Data records:
-*-*-
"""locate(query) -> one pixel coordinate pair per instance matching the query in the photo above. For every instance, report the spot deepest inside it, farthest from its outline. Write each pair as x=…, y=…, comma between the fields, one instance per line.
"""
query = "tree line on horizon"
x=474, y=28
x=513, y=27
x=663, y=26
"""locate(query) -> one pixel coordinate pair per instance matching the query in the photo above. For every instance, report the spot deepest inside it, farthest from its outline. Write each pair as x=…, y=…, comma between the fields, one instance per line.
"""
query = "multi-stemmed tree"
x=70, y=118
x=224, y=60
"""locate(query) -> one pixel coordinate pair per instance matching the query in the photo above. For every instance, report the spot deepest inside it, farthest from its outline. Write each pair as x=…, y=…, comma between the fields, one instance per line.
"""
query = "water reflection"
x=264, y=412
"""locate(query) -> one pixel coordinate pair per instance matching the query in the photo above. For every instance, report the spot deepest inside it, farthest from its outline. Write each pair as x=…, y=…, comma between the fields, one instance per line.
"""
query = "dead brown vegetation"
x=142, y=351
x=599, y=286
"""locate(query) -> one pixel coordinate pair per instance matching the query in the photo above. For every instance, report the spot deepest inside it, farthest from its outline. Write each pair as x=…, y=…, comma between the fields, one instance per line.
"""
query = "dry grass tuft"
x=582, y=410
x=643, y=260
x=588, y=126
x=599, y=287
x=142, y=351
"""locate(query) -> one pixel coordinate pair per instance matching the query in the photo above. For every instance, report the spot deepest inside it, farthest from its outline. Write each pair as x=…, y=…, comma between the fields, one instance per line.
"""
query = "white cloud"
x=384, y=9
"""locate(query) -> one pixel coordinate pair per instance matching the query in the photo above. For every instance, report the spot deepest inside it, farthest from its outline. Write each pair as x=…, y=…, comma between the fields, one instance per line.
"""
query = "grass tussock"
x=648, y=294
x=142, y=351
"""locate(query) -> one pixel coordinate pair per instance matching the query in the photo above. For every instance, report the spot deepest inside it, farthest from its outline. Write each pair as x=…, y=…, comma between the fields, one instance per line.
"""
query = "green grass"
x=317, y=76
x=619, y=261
-*-*-
Goal of the exercise: An exact copy of every line above is what this asks for.

Task answer:
"""locate(query) -> one pixel coordinate pair per instance matching the query in the photo above. For every instance, report the spot deepest inside it, farthest from its outline. Write each pair as x=…, y=…, comma between the fields, one instance per line.
"""
query = "tree line on horizon"
x=474, y=28
x=513, y=27
x=663, y=26
"""locate(query) -> one pixel coordinate pair per instance matching the query in the photo above. For every instance, report the spot deepest inside it, farthest from its outline. Write each pair as x=…, y=…, comma between the fields, one instance per line.
"""
query = "multi-stemmed tree"
x=70, y=118
x=224, y=60
"""locate(query) -> one pixel coordinate pair per instance matching the query in the photo above. For every instance, report the spot deepest inside it, farthest from its outline. Write each pair as x=…, y=…, comma between the fields, one instance per line.
"""
query = "water reflection"
x=264, y=412
"""locate(query) -> one pixel coordinate pair per instance matching the query in the photo above. For every instance, report the spot deepest inside it, farthest from its outline. Write each pair as x=…, y=…, comma between the fields, one instance per line.
"""
query = "dead brown vegetation"
x=142, y=351
x=599, y=286
"""locate(query) -> one pixel coordinate pair per instance matching the query in the photo above. For every instance, report the spot deepest inside it, farthest from its outline. Write each pair as x=…, y=…, comma between the fields, one instance per line.
"""
query = "dry grass tuft"
x=582, y=410
x=643, y=260
x=588, y=126
x=599, y=287
x=142, y=351
"""locate(query) -> one pixel coordinate pair per instance matching the query in the photo above. For every instance, report the spot deepest inside it, farthest from its outline. Write each pair as x=…, y=…, comma between the fields, one instance per line.
"""
query = "white cloud"
x=384, y=9
"""locate(query) -> one pixel coordinate pair per instance matching the query in the photo above. For every instance, report the spot deepest inside it, farthest from its outline. Write each pair as x=…, y=…, comma between the fields, one instance per line.
"""
query = "grass tussock"
x=648, y=294
x=142, y=351
"""locate(query) -> one pixel coordinate pair per instance matching the query in the photo above. For every instance, report the spot deepest inside it, farthest from its outline. Write each pair as x=…, y=…, comma between the fields, one instance per line.
"""
query = "green grass"
x=317, y=76
x=619, y=261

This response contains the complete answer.